**Work to be completed**
Which lines of the items below contain the word "concrete"? Pull out each such line in full.

**Given records**
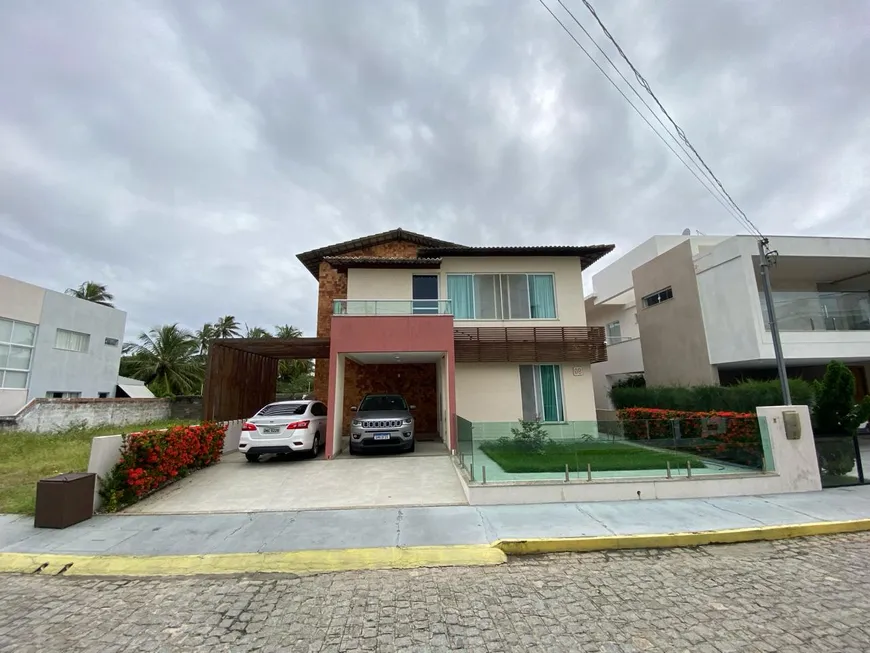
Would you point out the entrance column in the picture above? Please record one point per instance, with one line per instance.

==

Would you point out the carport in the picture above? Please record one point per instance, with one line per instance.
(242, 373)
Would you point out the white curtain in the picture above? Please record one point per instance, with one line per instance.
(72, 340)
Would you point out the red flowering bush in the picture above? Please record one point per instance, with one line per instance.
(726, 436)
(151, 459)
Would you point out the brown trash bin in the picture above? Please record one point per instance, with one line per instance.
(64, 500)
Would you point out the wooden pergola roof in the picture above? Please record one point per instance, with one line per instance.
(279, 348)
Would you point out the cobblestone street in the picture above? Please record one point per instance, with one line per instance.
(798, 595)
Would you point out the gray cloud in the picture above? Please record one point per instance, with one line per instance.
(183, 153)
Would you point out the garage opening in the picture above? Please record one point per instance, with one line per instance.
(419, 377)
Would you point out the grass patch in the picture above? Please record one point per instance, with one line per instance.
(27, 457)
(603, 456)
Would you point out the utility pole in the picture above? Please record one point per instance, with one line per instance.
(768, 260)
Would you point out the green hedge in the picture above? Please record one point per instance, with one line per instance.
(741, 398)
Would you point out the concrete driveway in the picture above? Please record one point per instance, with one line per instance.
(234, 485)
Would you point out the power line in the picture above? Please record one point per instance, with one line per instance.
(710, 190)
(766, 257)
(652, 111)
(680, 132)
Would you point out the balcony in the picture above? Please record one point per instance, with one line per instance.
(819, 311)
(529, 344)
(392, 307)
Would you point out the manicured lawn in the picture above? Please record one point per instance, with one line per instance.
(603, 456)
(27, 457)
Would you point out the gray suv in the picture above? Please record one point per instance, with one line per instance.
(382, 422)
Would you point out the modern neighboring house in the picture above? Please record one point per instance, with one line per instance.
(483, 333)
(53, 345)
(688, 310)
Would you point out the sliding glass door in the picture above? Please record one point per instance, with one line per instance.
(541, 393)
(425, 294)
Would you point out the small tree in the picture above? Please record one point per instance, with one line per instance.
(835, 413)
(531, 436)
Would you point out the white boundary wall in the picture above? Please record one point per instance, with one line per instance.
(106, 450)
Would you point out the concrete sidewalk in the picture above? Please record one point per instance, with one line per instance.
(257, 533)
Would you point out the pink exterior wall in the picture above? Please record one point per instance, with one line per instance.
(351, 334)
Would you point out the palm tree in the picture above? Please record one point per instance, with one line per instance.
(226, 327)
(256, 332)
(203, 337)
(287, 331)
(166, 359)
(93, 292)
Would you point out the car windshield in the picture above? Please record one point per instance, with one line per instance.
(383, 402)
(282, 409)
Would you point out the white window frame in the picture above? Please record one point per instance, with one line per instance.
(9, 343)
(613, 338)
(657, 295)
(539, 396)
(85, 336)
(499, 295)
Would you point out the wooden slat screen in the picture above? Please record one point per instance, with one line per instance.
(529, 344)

...

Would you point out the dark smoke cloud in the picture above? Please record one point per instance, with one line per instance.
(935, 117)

**Solution to this problem**
Would you point out the concrete driveway in the picture above? Please record one point per instance, with one line per instance.
Would you point out the concrete sidewalk in the picture above? Please record one point per instance, with one line per instance.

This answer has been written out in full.